Listed entries START

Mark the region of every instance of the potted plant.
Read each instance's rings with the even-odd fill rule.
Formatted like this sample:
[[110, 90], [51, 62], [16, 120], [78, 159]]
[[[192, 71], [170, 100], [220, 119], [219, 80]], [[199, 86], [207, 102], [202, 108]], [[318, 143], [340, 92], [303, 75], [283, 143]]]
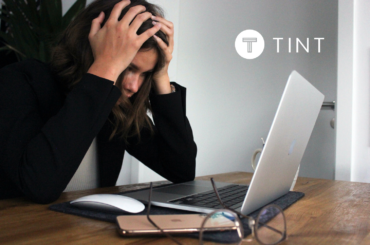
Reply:
[[5, 46], [0, 51], [13, 51], [18, 60], [48, 62], [59, 34], [86, 5], [86, 0], [76, 0], [63, 15], [61, 1], [3, 0], [0, 20], [6, 28], [0, 30], [0, 38]]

Listed entries END

§ **Required work**: Scan the listing above for the word "instance" and show each line where it is found.

§ **Reply to the task**:
Mark the region of every instance of the potted plant.
Read each instance's rings with the even-odd fill rule.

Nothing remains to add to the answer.